## START
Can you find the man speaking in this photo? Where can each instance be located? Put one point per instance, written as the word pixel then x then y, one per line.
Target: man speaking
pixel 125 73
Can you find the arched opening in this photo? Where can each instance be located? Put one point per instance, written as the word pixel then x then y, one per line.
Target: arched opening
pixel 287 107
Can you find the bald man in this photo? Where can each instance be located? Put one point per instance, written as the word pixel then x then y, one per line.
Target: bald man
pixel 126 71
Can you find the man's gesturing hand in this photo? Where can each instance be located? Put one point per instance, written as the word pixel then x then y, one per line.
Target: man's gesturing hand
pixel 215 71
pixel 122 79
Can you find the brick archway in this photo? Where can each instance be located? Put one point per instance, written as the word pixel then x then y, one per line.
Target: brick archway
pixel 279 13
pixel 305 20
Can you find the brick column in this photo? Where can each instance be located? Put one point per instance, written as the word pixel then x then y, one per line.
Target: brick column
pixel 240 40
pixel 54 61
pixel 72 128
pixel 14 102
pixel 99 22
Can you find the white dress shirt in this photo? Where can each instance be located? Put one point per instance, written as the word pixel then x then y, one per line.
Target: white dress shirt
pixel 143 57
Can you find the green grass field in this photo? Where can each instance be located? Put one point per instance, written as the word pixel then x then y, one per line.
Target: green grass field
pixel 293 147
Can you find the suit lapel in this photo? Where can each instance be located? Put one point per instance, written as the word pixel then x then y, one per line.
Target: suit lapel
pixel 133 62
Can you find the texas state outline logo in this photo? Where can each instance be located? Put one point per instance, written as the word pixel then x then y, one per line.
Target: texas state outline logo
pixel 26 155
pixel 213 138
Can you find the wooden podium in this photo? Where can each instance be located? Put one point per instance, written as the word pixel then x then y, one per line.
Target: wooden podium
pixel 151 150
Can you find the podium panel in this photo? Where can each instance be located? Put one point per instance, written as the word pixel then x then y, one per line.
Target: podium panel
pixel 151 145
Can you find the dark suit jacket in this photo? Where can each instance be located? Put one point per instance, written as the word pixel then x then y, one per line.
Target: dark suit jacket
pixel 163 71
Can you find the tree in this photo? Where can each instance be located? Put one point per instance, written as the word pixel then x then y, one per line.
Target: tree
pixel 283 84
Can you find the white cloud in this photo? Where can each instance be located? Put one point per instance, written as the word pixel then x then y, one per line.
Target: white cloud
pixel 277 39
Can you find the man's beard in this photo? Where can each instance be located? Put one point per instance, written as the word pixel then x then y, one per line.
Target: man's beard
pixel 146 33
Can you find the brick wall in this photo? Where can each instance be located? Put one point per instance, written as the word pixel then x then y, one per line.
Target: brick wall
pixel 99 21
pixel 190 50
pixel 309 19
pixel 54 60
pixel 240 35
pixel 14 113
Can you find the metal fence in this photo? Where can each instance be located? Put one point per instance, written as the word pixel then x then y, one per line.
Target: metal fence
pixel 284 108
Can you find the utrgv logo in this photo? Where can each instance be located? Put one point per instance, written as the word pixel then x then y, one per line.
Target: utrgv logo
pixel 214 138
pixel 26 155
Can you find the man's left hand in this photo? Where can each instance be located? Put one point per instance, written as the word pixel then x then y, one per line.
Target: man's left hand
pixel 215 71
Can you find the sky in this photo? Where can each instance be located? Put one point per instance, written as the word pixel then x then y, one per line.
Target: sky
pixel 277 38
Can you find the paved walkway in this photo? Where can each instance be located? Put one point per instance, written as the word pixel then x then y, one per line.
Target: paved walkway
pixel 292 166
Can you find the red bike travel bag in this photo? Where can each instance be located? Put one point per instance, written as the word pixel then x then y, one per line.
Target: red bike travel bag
## END
Copy the records from the line with "Can you find the green" to the line with "pixel 133 62", keeping every request, and add 38 to each coordinate in the answers.

Can you find the green grass field in this photo? Where can each instance be located? Put one point per instance, written as the word pixel then x then y, one per line.
Target: green grass field
pixel 331 185
Can you find the suit lapel in this photo? Where can each instance be located? Put one point per instance, written as the word pixel then x then y, one per line.
Target: suit lapel
pixel 171 100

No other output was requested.